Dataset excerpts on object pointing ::

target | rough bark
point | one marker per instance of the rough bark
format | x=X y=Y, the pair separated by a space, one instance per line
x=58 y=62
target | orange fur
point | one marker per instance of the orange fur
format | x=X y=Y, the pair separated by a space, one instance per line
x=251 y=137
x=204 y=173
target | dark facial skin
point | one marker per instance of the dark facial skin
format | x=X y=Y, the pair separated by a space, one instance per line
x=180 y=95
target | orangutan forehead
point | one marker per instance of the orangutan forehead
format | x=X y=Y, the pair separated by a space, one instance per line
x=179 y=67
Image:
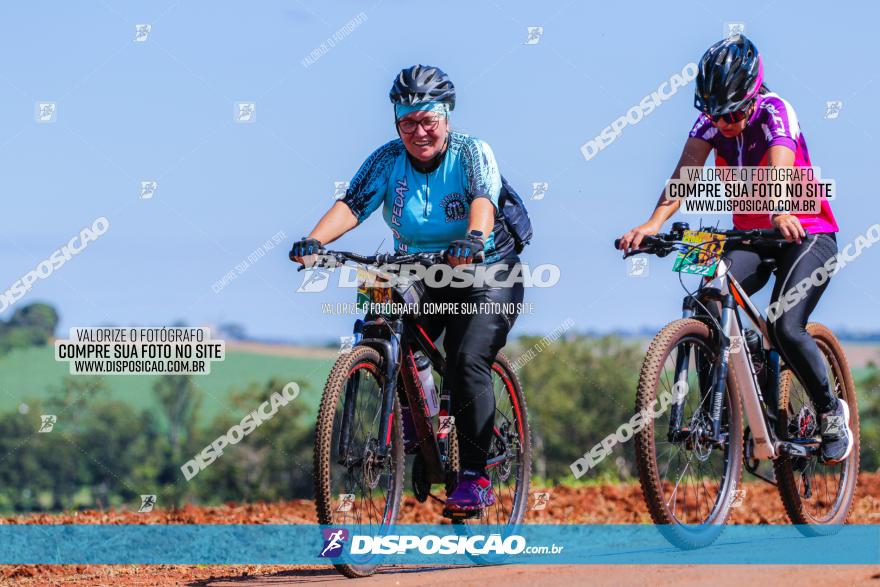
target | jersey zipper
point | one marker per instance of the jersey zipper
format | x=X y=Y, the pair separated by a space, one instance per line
x=739 y=145
x=427 y=194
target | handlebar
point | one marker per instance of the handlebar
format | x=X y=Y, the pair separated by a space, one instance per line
x=662 y=244
x=378 y=259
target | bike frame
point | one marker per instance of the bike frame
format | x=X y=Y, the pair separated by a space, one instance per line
x=728 y=297
x=397 y=340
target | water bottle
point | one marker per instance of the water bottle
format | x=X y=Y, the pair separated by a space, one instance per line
x=426 y=377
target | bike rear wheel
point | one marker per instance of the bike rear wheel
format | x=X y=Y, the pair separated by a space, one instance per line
x=689 y=483
x=353 y=484
x=509 y=463
x=817 y=497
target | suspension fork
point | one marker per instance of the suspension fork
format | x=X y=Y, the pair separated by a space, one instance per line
x=389 y=348
x=348 y=405
x=676 y=408
x=719 y=381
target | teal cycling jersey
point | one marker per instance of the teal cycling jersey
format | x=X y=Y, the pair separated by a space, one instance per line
x=426 y=211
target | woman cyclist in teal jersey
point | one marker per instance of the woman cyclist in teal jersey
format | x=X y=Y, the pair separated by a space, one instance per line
x=440 y=191
x=747 y=125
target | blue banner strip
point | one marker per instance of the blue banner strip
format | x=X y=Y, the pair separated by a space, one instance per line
x=434 y=544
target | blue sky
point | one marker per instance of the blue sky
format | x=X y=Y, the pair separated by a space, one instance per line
x=163 y=110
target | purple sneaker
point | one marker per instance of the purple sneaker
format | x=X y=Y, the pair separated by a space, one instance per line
x=473 y=493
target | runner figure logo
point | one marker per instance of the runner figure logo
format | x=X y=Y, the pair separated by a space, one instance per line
x=346 y=502
x=542 y=498
x=147 y=503
x=334 y=540
x=445 y=427
x=47 y=423
x=455 y=207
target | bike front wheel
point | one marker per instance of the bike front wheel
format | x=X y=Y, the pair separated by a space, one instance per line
x=354 y=483
x=689 y=479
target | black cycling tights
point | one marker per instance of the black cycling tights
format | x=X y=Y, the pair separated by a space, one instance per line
x=794 y=262
x=471 y=342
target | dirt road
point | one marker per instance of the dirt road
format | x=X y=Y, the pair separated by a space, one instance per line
x=619 y=504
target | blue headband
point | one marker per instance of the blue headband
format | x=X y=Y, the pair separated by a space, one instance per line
x=401 y=110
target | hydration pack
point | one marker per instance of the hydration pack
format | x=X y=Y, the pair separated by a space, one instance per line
x=516 y=217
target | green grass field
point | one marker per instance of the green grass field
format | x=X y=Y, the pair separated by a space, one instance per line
x=28 y=374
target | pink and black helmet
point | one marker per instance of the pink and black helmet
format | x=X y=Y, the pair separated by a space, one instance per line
x=730 y=75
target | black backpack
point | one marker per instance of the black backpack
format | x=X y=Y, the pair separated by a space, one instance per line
x=516 y=217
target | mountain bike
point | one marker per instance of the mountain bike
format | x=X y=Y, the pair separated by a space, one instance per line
x=708 y=370
x=360 y=445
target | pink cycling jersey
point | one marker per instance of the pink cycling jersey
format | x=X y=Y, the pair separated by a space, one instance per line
x=773 y=123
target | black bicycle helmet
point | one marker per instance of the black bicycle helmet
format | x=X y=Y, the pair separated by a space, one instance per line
x=729 y=76
x=422 y=83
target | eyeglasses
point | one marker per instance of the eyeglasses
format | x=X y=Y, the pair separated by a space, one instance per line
x=732 y=117
x=408 y=126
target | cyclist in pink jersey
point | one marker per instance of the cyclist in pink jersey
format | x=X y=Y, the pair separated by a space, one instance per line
x=747 y=125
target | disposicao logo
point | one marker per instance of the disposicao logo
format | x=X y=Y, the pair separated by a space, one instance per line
x=334 y=540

DIRECTION :: Can you update the data above so that "one marker per instance" becomes "a single marker for each instance" everywhere, leaving every other word unchanged and leaving the pictures out?

TASK OUTPUT ::
target | rough bark
point | a single marker for each instance of the rough bark
format | x=X y=Y, the pair separated by a space, one instance per line
x=58 y=62
target | orange fur
point | a single marker for each instance of the orange fur
format | x=X y=Y, the pair separated by a space, one instance per line
x=251 y=137
x=204 y=173
target | dark facial skin
point | a single marker for each instance of the dark facial skin
format | x=X y=Y, the pair separated by a space, one instance per line
x=180 y=95
target | orangutan forehead
point | a single marker for each instance of the orangutan forehead
format | x=X y=Y, the pair separated by a space, one instance per line
x=179 y=67
Image:
target | jersey zipper
point | a single marker for each instance of the jersey zipper
format | x=X y=Y, the pair separated by a space, one instance per line
x=739 y=145
x=427 y=194
target | handlebar
point | a single marker for each instance of the handlebar
format | x=X y=Y, the pair separated by a space, one instance per line
x=662 y=244
x=378 y=259
target | bike frame
point | a single marker for each instance of the bike frame
format | x=X y=Y, the pair separated by a space, one instance per line
x=728 y=297
x=397 y=340
target | water bottle
point | a single marker for each instance of the water bottle
format | x=X y=Y, the pair separated by a space, one instance per line
x=426 y=377
target | bike rear wheel
point | a single marker for each instance of the bike rear wheel
format | x=X y=Y, the pair separated by a space, one instance per line
x=689 y=483
x=353 y=484
x=509 y=463
x=817 y=497
target | suspension fork
point | a single marker for each instance of the suspension fork
format | x=X y=Y, the pair separated by a space, one instance per line
x=389 y=348
x=348 y=405
x=676 y=408
x=719 y=381
target | teal cycling jersey
point | a single marker for each instance of the teal cycling jersey
format | x=X y=Y, the pair separated by a space, one instance per line
x=426 y=211
target | woman cyclist in teal jersey
point | a single marker for each instance of the woman cyclist in teal jersey
format | x=X y=Y, the pair separated by a space, one instance per line
x=440 y=191
x=747 y=125
target | blue banner strip
point | a single marker for each instance of the blue banner strip
format | x=X y=Y, the pair separated by a space, one instance per line
x=434 y=544
target | blue sky
point | a single marker for each instance of the blue sky
format | x=X y=Y, the pair separated by a space, one instance per line
x=163 y=110
target | purple sneaker
point | a single marker for each instance of the purple sneaker
format | x=X y=Y, the pair separated by a space, one instance per line
x=473 y=493
target | runner figure logo
point | a single marker for each instance of the runner figure logo
format | x=X y=Y, the pair separated by a space, one instance per line
x=346 y=502
x=542 y=498
x=147 y=503
x=334 y=540
x=445 y=427
x=47 y=423
x=455 y=207
target | bike front wheel
point | a single marker for each instance of the bike front wheel
format | x=X y=Y, the pair separated by a space, one instance per line
x=354 y=483
x=689 y=479
target | black cycling tights
point | a single marker for each instance of the black cycling tights
format | x=X y=Y, the pair separated by a space, one instance per line
x=794 y=262
x=471 y=342
target | dirt road
point | a single marker for each instance of the dirt road
format | x=X y=Y, the pair separated by a space, one instance per line
x=619 y=504
target | blue headband
point | a single marker for each instance of the blue headband
format | x=X y=Y, the pair separated by a space, one instance per line
x=401 y=110
target | hydration pack
point | a single marker for each instance of the hydration pack
format | x=X y=Y, the pair separated by a space, one instance per line
x=516 y=217
target | green grass field
point | a single marker for each instance of the green grass field
format | x=X y=Y, the pair separated by a space, one instance per line
x=28 y=374
target | pink and black helmet
point | a single marker for each instance of the pink and black helmet
format | x=X y=Y, the pair separated by a space, one instance per line
x=730 y=75
target | black backpack
point | a single marker for each instance of the black backpack
format | x=X y=Y, the pair separated by a space, one instance per line
x=516 y=217
target | mountain bike
point | a single marker for each instance of the mountain bike
format | x=X y=Y, the pair separated by a space, one instance per line
x=708 y=370
x=360 y=445
target | pink cycling jersey
point | a single marker for each instance of the pink cycling jersey
format | x=X y=Y, the pair separated by a space, one instance per line
x=773 y=123
target | black bicycle helmet
point | a single marker for each instance of the black bicycle helmet
format | x=X y=Y, the pair separated by a space, one instance per line
x=729 y=76
x=422 y=83
target | eyeglasses
point | a single marker for each instance of the eyeglasses
format | x=X y=Y, the pair separated by a space, one instance per line
x=732 y=117
x=408 y=126
target | cyclist in pink jersey
point | a single marker for each instance of the cyclist in pink jersey
format | x=X y=Y, the pair separated by a space, one instance per line
x=747 y=125
target | disposicao logo
point | a single marker for each instance of the disposicao logo
format | x=X y=Y, the pair separated by a space, one instance per line
x=334 y=540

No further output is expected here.